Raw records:
:::::
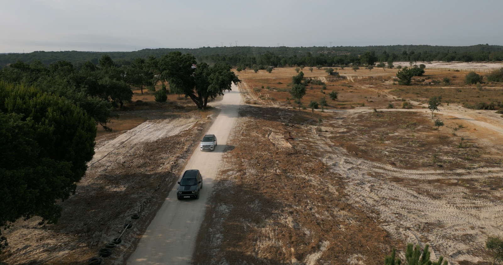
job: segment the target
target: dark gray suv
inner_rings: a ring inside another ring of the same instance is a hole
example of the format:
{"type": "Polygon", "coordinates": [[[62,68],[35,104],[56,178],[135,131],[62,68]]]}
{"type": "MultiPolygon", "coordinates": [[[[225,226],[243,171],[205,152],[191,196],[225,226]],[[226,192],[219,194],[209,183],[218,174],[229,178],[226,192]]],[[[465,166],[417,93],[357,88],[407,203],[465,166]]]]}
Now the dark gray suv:
{"type": "Polygon", "coordinates": [[[179,200],[189,198],[199,199],[199,193],[203,188],[203,177],[199,170],[185,170],[178,184],[180,185],[177,191],[177,198],[179,200]]]}

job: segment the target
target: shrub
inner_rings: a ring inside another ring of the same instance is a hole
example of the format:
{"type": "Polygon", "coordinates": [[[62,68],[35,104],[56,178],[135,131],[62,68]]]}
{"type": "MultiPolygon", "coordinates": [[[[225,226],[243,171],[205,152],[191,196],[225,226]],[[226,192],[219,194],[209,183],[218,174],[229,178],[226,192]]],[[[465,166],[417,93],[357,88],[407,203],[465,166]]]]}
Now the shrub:
{"type": "Polygon", "coordinates": [[[466,74],[465,76],[465,84],[476,84],[477,83],[482,82],[482,79],[483,76],[478,74],[478,73],[471,71],[466,74]]]}
{"type": "Polygon", "coordinates": [[[330,92],[329,94],[328,94],[328,96],[330,97],[330,99],[331,100],[336,100],[337,99],[337,96],[338,95],[339,95],[338,93],[336,92],[335,91],[332,91],[330,92]]]}
{"type": "Polygon", "coordinates": [[[503,82],[503,67],[491,72],[487,77],[490,82],[503,82]]]}
{"type": "Polygon", "coordinates": [[[163,87],[159,90],[155,92],[154,94],[155,101],[157,102],[166,102],[167,100],[167,93],[165,87],[163,87]]]}

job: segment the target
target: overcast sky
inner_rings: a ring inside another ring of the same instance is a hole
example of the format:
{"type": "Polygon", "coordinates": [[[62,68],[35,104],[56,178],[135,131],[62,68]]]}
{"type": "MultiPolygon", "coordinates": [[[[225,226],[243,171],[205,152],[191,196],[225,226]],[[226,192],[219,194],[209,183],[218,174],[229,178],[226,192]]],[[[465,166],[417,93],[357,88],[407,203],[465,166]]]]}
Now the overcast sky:
{"type": "Polygon", "coordinates": [[[0,0],[0,53],[503,45],[503,0],[0,0]]]}

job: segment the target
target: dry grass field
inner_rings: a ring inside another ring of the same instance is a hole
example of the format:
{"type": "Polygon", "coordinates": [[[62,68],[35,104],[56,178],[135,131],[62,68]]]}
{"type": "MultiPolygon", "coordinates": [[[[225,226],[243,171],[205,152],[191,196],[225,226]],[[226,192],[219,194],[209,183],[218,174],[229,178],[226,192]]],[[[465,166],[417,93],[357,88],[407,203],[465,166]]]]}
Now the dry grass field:
{"type": "MultiPolygon", "coordinates": [[[[192,263],[377,265],[393,248],[403,256],[410,242],[430,244],[433,258],[450,264],[488,264],[485,240],[503,236],[503,118],[463,105],[503,101],[503,87],[428,67],[409,86],[397,84],[396,69],[338,69],[337,78],[305,68],[319,84],[302,104],[328,103],[314,112],[290,99],[294,68],[236,73],[246,104],[192,263]],[[443,104],[432,120],[425,103],[436,96],[443,104]]],[[[125,263],[218,114],[178,95],[159,103],[152,92],[134,93],[111,120],[114,131],[99,132],[60,222],[20,220],[3,232],[10,245],[0,263],[87,264],[121,234],[104,262],[125,263]]]]}

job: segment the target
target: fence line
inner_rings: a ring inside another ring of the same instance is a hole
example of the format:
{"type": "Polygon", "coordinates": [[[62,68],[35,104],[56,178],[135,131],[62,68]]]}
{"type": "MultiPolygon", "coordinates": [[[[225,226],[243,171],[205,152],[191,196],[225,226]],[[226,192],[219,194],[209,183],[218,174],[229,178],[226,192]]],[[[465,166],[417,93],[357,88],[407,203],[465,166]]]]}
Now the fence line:
{"type": "Polygon", "coordinates": [[[475,72],[479,73],[490,73],[494,69],[468,69],[459,68],[441,68],[441,67],[426,67],[425,70],[438,70],[439,71],[453,71],[458,70],[460,72],[475,72]]]}

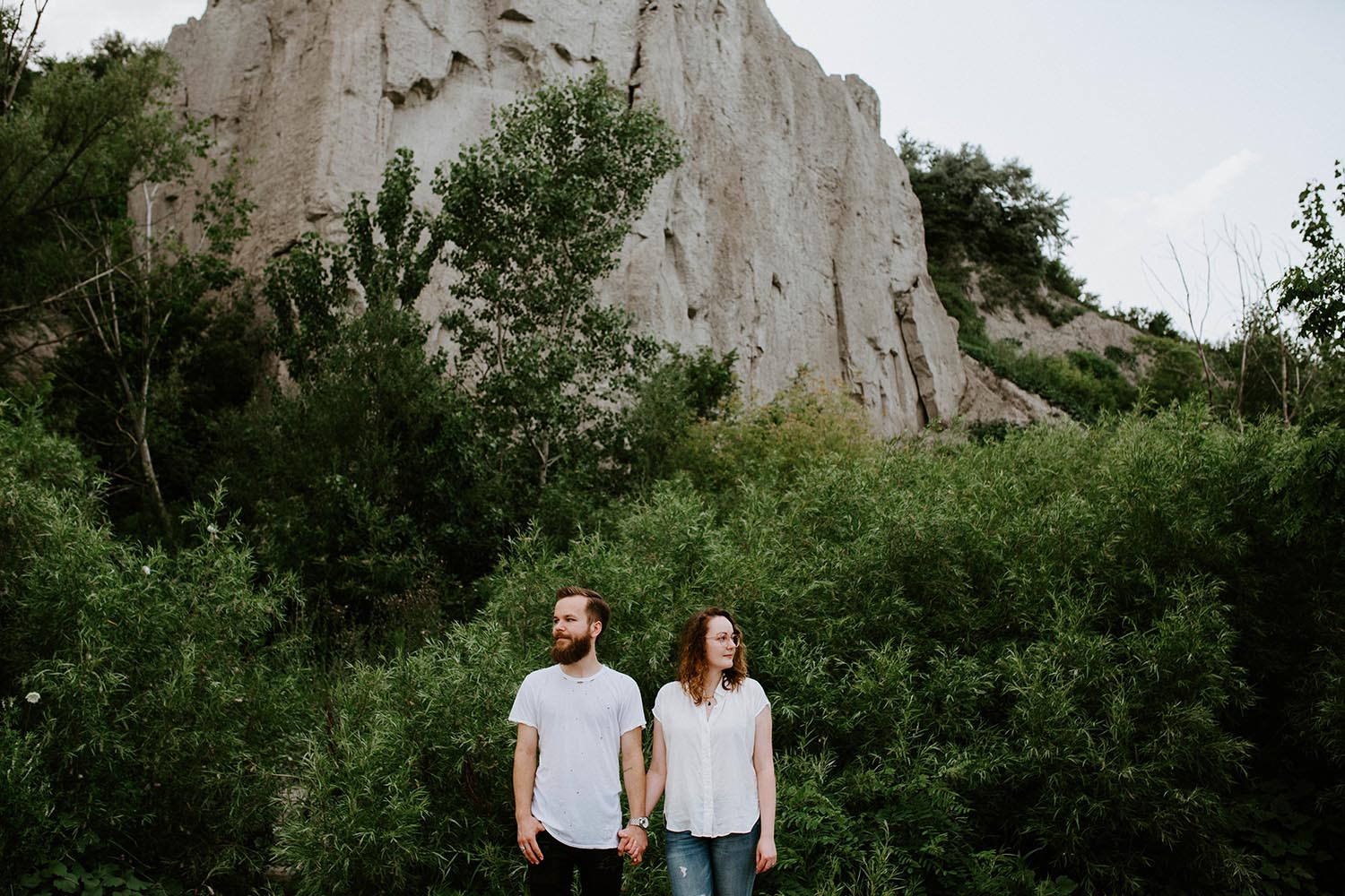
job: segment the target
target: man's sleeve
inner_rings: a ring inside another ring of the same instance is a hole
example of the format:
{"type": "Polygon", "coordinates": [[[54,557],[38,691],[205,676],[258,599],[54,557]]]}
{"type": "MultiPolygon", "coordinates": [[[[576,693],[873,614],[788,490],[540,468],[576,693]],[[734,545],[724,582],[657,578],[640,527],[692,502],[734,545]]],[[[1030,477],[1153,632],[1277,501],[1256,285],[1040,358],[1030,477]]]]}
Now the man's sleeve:
{"type": "Polygon", "coordinates": [[[537,728],[537,699],[531,686],[531,677],[523,678],[514,697],[514,708],[508,711],[508,720],[515,724],[525,724],[537,728]]]}
{"type": "Polygon", "coordinates": [[[640,699],[640,685],[635,678],[625,680],[621,695],[621,733],[644,727],[644,703],[640,699]]]}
:::::
THE REQUEST:
Please select every line in the records above that holds the word "fence", and copy each one. Case counts.

WRITTEN SOLUTION:
target: fence line
Now the fence line:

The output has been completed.